▶ **THE REQUEST**
Could you write out every line of the records below, requests included, shifting each coordinate in the answers by -109 and leaving the pictures out?
** begin **
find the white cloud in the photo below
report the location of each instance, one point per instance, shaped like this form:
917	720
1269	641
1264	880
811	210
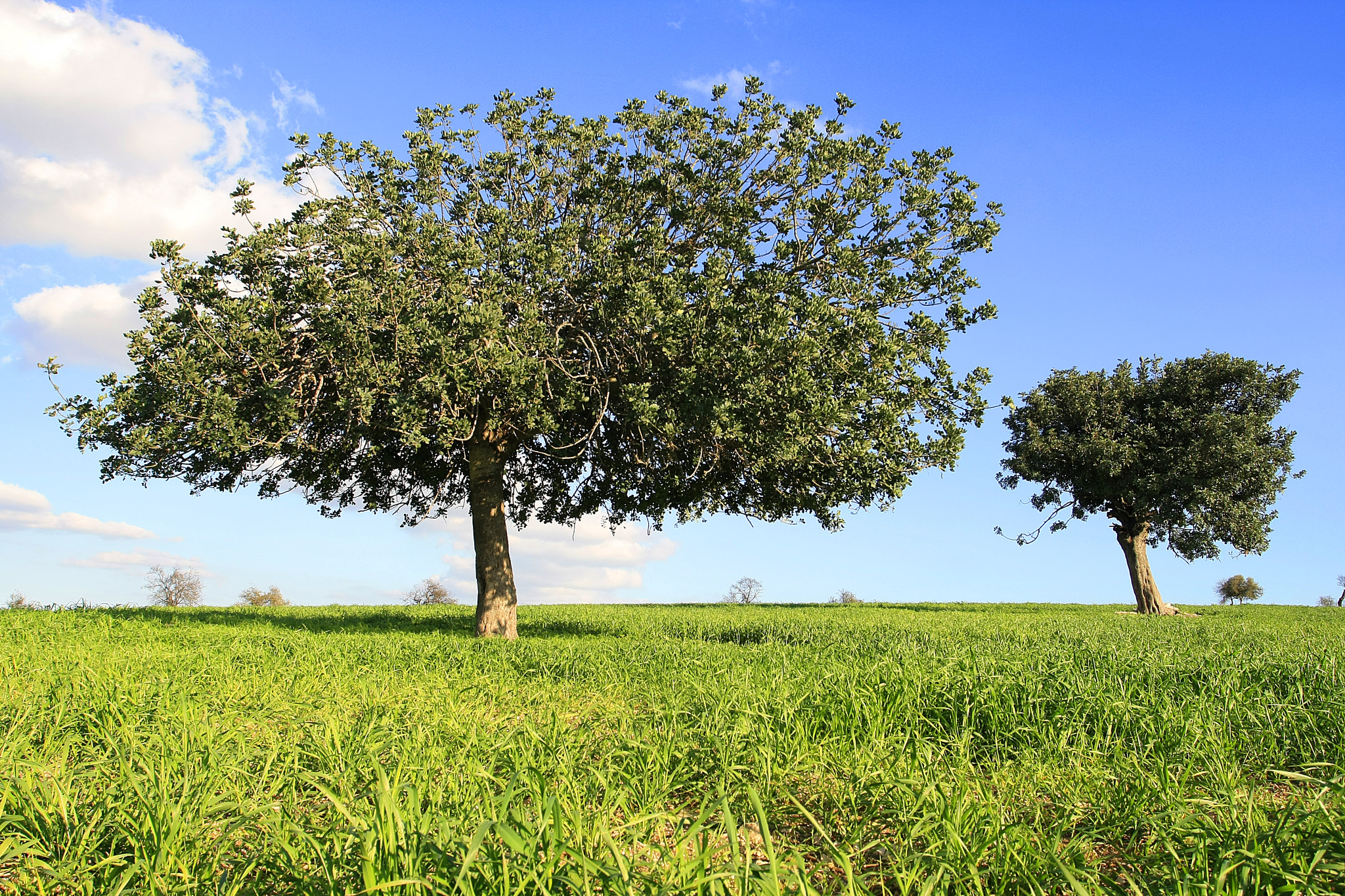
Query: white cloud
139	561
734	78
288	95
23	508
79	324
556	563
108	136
** end **
▶ **WRITTEN RESPONSE**
find the white cloud in the photo below
report the location of each instance, one point per instance, shaped like this form:
917	720
1269	641
1264	880
811	210
Query: white cloud
30	452
625	-31
179	-14
-86	399
-30	215
447	454
-1	27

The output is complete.